**** Data records

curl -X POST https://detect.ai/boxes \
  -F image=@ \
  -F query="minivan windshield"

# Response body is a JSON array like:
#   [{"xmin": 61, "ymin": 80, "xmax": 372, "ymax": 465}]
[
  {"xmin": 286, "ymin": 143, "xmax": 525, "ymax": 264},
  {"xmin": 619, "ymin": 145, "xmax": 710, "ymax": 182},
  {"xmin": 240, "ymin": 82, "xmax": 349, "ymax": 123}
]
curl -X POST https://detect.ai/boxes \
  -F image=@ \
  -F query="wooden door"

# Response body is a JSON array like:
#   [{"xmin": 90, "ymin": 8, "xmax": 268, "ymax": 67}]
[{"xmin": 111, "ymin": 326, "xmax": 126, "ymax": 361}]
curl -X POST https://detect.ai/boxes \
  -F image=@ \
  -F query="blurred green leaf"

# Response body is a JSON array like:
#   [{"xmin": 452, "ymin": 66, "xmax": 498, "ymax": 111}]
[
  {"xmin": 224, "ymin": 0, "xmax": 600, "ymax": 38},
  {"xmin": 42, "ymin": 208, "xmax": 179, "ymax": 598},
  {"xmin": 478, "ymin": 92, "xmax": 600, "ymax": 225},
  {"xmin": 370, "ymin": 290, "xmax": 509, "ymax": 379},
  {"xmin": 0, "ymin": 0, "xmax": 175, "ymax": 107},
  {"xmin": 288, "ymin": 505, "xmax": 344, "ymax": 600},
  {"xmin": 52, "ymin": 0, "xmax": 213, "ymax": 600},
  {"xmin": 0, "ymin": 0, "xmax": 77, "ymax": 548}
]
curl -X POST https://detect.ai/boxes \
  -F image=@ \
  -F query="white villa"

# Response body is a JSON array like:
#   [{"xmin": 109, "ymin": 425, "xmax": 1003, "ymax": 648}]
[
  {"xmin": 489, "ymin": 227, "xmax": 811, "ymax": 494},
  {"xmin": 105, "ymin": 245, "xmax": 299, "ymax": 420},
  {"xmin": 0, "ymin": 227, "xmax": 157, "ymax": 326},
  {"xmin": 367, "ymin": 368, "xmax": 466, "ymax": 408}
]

********

Given request: Copy the data above line for line, with no changes.

Result of this exercise:
curl -X POST https://detect.ai/boxes \
  -F image=@ \
  -F query="minivan windshield"

# Response body is a JSON array like:
#   [{"xmin": 61, "ymin": 80, "xmax": 372, "ymax": 465}]
[
  {"xmin": 286, "ymin": 143, "xmax": 525, "ymax": 264},
  {"xmin": 619, "ymin": 145, "xmax": 710, "ymax": 182},
  {"xmin": 240, "ymin": 82, "xmax": 349, "ymax": 123}
]
curl -X POST https://detect.ai/boxes \
  -F image=@ \
  -F query="wooden door"

# Response body is a JSON array like:
#   [{"xmin": 90, "ymin": 8, "xmax": 268, "ymax": 67}]
[{"xmin": 111, "ymin": 326, "xmax": 126, "ymax": 361}]
curl -X POST https://detect.ai/boxes \
  -F image=@ \
  -F query="blurred green leaf"

# Response body is a JSON array like:
#   [{"xmin": 452, "ymin": 66, "xmax": 498, "ymax": 111}]
[
  {"xmin": 224, "ymin": 0, "xmax": 600, "ymax": 38},
  {"xmin": 42, "ymin": 208, "xmax": 179, "ymax": 598},
  {"xmin": 478, "ymin": 92, "xmax": 600, "ymax": 225},
  {"xmin": 370, "ymin": 290, "xmax": 509, "ymax": 379},
  {"xmin": 0, "ymin": 0, "xmax": 175, "ymax": 107},
  {"xmin": 288, "ymin": 505, "xmax": 344, "ymax": 600},
  {"xmin": 52, "ymin": 0, "xmax": 213, "ymax": 600},
  {"xmin": 0, "ymin": 0, "xmax": 77, "ymax": 548}
]
curl -X POST https://detect.ai/boxes \
  -F image=@ \
  -F query="white villa"

# Response body is a JSON array like:
#   [{"xmin": 109, "ymin": 425, "xmax": 1003, "ymax": 648}]
[
  {"xmin": 489, "ymin": 227, "xmax": 811, "ymax": 494},
  {"xmin": 105, "ymin": 245, "xmax": 299, "ymax": 420},
  {"xmin": 0, "ymin": 227, "xmax": 157, "ymax": 326},
  {"xmin": 367, "ymin": 368, "xmax": 466, "ymax": 408}
]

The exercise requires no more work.